◆ **TEXT UNDER STUDY**:
· · · ·

Although the development of PM is not related to thyroid function, and patients may be hyperthyroidism, euthyroid, or hypothyroidism at the time of presentation, the onset of PM after treatment is rarely reported. In our case, a middle-aged man with nodule type PM, which occurred after I-131 ablation therapy, is quite uncommon. To the best of our knowledge, only three other cases of PM after I-131 ablation therapy for GD have been reported in the literature,, and our patient may be the first case of Chinese ethnicity.
The exact mechanism underlying this condition remains unknown because the condition of our case is quite contradictory to the previous studies. It is known that the high levels of thyroid autoantibodies, especially thyroid-stimulating hormone receptor (TSHR) antibodies (TRAb), are considered to be the main mechanism of GD and its extrathyroidal manifestations. TRAb can be stimulating, neutral or inhibiting and the stimulating antibody that binds to leucine-rich domain of the TSHR is considered to be the cause of GD. Moreover, thus, most TRAb assays are separated into two categories. One is thyroid-stimulating immunoglobulin assay that detects TRAb in patients' serum by their affinity to the known TSHR ligand (TSH or monoclonal anti-TSHR antibody), and these assays cannot differentiate between stimulating, and nonstimulating antibody. Another one is TSH-binding inhibiting immunoglobulin assay, which detect cyclic adenosine monophosphate (cAMP) production in cells cultivated with patients' serum, and these assays identify only stimulating TRAb. Besides, the level of thyroid autoantibodies is higher in the group with extrathyroidal manifestations.,
In addition, the level of thyroid autoantibodies should subside after the treatment of GD, including antithyroid agents, surgery, or radioiodine therapy., However, our case developed PM after undergoing I-131 ablation therapy. Although there is the chance that TRAb may rebound and cause hyperthyroidism, our patient's TRAb was negative, and thyroid function was low (free T4 < 0.79 ng/dL) after the treatment. Additional factors other than the level of thyroid autoantibodies may be important to the development of pretibial myxedema.

· · · ·

◆ **TASK LIST**:
a – Answer each question from the case discussion on pretibial myxedema.
(i) How many other cases of PM after I-131 ablation therapy for GD have been reported in the literature?
(ii) What three kinds can TRAb be?
(iii) What was the patient's free T4 level after treatment?
b – Set down the part of the case discussion on pretibial myxedema starting with "Although the development" and going on through "of Chinese ethnicity.".
c – Summarize the case discussion on pretibial myxedema in two sentences.
The records have no connection to the case discussion on pretibial myxedema.

◆ **RECORD EXTRACTS**:
· · · ·

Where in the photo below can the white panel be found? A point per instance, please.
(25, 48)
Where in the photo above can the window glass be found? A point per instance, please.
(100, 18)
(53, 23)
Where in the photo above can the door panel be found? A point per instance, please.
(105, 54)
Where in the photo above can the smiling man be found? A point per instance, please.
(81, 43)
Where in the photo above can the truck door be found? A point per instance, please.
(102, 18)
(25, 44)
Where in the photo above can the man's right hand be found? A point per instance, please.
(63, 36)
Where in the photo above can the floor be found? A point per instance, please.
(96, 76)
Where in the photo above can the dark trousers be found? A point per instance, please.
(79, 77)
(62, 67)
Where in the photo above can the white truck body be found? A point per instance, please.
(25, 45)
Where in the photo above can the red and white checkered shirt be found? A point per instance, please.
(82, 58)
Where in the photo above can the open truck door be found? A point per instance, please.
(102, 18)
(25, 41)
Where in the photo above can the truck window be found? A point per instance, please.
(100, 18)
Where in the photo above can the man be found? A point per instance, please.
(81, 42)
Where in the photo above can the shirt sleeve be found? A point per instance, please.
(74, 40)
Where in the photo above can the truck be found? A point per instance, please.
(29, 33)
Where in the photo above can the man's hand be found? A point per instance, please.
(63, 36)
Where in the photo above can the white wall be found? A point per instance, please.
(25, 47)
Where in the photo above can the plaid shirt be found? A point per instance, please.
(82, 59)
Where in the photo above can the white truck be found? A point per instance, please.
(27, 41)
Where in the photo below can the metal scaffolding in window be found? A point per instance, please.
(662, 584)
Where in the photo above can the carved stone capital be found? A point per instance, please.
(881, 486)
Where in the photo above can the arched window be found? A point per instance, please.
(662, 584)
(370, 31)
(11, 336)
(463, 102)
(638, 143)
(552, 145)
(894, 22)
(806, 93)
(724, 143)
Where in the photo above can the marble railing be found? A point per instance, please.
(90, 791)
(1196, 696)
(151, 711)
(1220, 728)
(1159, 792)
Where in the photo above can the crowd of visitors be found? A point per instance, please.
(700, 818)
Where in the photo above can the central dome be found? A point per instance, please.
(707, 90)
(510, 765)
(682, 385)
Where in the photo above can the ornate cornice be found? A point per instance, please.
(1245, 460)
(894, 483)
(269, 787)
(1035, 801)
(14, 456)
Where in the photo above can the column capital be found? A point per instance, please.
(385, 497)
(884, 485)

· · · ·

◆ **ANSWERS BY ITEM**:
a –
(i) Three.
(ii) Stimulating, neutral, or inhibiting.
(iii) Below 0.79 ng/dL.

b –
Although the development of PM is not related to thyroid function, and patients may be hyperthyroidism, euthyroid, or hypothyroidism at the time of presentation, the onset of PM after treatment is rarely reported. In our case, a middle-aged man with nodule type PM, which occurred after I-131 ablation therapy, is quite uncommon. To the best of our knowledge, only three other cases of PM after I-131 ablation therapy for GD have been reported in the literature,, and our patient may be the first case of Chinese ethnicity.

c – A middle-aged man developed nodule-type pretibial myxedema after I-131 ablation therapy for GD, which is quite uncommon and may be the first such case in a patient of Chinese ethnicity. High thyroid autoantibody levels, especially TRAb, are considered the main mechanism of GD and its extrathyroidal manifestations, but this patient's TRAb was negative after treatment, so factors other than autoantibody levels may be important to the development of pretibial myxedema.